(Data items)
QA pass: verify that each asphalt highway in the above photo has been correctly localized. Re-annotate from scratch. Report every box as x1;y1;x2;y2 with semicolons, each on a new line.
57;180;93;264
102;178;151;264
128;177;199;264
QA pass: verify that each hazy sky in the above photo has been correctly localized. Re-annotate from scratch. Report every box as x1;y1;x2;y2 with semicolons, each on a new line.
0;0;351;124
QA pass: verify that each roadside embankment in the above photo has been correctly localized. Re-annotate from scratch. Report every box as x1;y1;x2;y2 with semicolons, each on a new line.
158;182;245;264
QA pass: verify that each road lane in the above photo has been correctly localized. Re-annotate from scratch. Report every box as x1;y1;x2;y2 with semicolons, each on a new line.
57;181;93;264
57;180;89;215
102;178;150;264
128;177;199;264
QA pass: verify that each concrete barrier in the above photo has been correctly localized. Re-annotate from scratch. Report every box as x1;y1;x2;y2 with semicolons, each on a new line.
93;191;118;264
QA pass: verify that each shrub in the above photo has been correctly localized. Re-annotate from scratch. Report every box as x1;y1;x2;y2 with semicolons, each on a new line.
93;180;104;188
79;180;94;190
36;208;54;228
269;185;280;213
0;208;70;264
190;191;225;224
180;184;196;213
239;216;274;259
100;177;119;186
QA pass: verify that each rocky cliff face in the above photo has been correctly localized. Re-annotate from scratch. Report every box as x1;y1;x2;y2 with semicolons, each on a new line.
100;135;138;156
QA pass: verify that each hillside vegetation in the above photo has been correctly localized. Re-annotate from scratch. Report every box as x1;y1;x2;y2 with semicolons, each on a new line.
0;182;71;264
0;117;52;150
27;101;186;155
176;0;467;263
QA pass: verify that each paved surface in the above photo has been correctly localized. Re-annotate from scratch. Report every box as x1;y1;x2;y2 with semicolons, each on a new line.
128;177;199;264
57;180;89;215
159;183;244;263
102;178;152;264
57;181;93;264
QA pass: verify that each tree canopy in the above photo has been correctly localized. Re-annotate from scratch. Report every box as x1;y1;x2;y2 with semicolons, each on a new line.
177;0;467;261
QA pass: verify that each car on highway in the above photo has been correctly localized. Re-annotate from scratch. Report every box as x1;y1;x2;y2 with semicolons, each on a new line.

▸ **Exercise brief**:
What's wanted is a faithful copy of each entry above.

▸ **Exercise answer**:
QA pass: verify that each asphalt highway in the above photo has been correctly localized. Re-annotate from scratch. Report every box as x1;y1;x2;y2 with semicolons, each on a new line.
57;180;93;264
102;178;151;264
128;177;199;264
QA pass: verify that each hazy sky in the above photo has been correctly localized. Re-annotate from scratch. Report every box as x1;y1;x2;y2 with semicolons, each on a new line.
0;0;351;124
QA pass: verify that each roadside embankment in the above photo has been correctly localized. Re-annotate from scratch. Report every box as x1;y1;x2;y2 with semicolons, each on a new line.
158;182;245;264
QA pass: verify that each road lane in the above photo has been correctly localized. Re-annotate from scratch. Report every box as x1;y1;x2;y2 with semicolons, each on a new line.
57;181;93;264
57;180;89;215
102;178;150;264
128;177;199;264
QA pass: verify that each concrete barrier in the above photo has been correctly localized. Re-annotate from scratch. Report every box as x1;y1;x2;y2 with semicolons, each on a new line.
93;191;118;264
QA pass: verify that each shrub in the above photo has been correctly localized. Re-annotate from scratch. Report every box as x1;y1;x2;y2 with semicolons, each on a new line.
93;180;104;188
79;180;94;190
36;208;54;228
269;185;280;213
0;208;70;264
190;191;225;224
180;184;196;213
239;216;274;259
100;177;119;186
QA pass: verify that each rocky cliff face in the above photo has been correctly localized. Re-annotate from scratch. Report every box as x1;y1;x2;y2 with semicolons, each on a new line.
100;135;138;156
QA pass: verify that each hillside vegetation in the above photo has been correctly localized. Re-annotate from scratch. Report every box as x1;y1;x2;y2 with semicolons, each on a new line.
0;182;71;264
0;117;52;150
27;101;186;155
176;0;467;263
QA pass: verify that each paved surface in the above photo has been correctly localized. Re-annotate from scratch. Report every box as x1;y1;x2;y2 with semicolons, each on a new line.
128;177;199;264
57;180;89;215
159;183;244;263
102;178;152;264
57;181;93;264
QA pass: verify that each tree canopy in the above photo has been correctly localized. Re-annotate from scratch. Report every box as x1;y1;x2;y2 with semicolons, each on a new line.
177;0;467;261
QA pass: verify that each car on highway in the above photo has been correctly localized. Re-annotate from scratch. Report every box as x1;y1;x2;y2 with semicolons, each on a new line.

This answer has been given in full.